Reproduce the listing below verbatim.
BEGIN The input
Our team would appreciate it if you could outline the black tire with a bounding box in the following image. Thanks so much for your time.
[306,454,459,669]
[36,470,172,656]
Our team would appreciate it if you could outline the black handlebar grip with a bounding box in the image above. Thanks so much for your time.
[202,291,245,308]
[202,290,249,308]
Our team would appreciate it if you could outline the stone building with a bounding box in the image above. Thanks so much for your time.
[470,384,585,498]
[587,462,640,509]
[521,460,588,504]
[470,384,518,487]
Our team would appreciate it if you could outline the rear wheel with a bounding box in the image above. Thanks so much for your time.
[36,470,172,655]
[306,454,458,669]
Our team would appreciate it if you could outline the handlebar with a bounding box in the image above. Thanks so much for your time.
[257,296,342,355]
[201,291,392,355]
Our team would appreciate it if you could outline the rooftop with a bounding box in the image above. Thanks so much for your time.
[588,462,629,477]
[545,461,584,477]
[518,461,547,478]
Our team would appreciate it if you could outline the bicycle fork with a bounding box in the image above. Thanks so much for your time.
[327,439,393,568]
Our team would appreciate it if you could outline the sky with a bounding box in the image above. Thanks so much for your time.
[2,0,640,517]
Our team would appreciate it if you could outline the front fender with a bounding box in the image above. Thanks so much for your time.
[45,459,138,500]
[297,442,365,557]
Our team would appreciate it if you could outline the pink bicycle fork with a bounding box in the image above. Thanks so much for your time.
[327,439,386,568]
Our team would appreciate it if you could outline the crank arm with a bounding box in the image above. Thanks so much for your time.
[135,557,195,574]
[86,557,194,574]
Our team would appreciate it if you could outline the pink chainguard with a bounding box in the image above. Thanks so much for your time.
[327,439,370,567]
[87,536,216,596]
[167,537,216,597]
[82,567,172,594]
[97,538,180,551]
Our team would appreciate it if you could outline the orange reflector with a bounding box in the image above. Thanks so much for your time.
END The input
Problem solution:
Our team would appreciate it if you could outline the black tire with a bounding box in the following image. Thanks so much for your time.
[306,454,459,669]
[36,470,172,656]
Our team would appreciate it if you could outline the black handlebar grip with a bounding box in the image above. Thanks so much for your time.
[202,291,245,308]
[202,290,249,308]
Our team would appreciate it if you could outline the stone building with a bounding box in the image above. Thanks so much for your time.
[470,384,585,498]
[587,462,640,509]
[521,460,588,504]
[470,384,518,487]
Our team would appreciate it if you could outline the rear wheel with a bounding box in the image above. Thanks so much for your time.
[36,470,172,655]
[306,454,458,669]
Our team would appreciate it if you could outline the handlebar with a bounding box in the image above. Thanks so much for your time.
[257,296,342,355]
[201,291,392,355]
Our team would appreciate it if you could outline the rooftop with a bounding box in the image above. Thanks so much for your time.
[588,462,629,477]
[545,461,584,477]
[518,461,547,478]
Our team would appreciate it if you could outline the bicycle fork with a bounding box in the image above. Thanks so much for your time.
[327,439,393,568]
Our team would appreciate it if you could outline the sky with a bounding box in the image above. Thanks so much for your time.
[2,0,640,517]
Our team would appreciate it if you could outline the front fender with a bounding box in the image above. Thanks so much for your time.
[45,459,138,500]
[297,442,365,557]
Our team would appreciate it if you could outline the pink bicycle fork with a bounding box in the image above. Thanks so much for your time.
[327,439,386,568]
Our team would appreciate it if you could outline the crank arm with a bounding box in the image above. Thanks so much for your time.
[135,557,195,574]
[86,557,194,574]
Our team would appreciate it if you could outline the pink chainguard with a bounding box in the image above. Thanks so much for your time.
[327,439,370,567]
[87,536,216,596]
[167,537,216,597]
[82,567,172,594]
[97,538,180,551]
Our team would appreciate it if you could outline the orange reflector with a bounding box in the image above. Thanks so much for your time.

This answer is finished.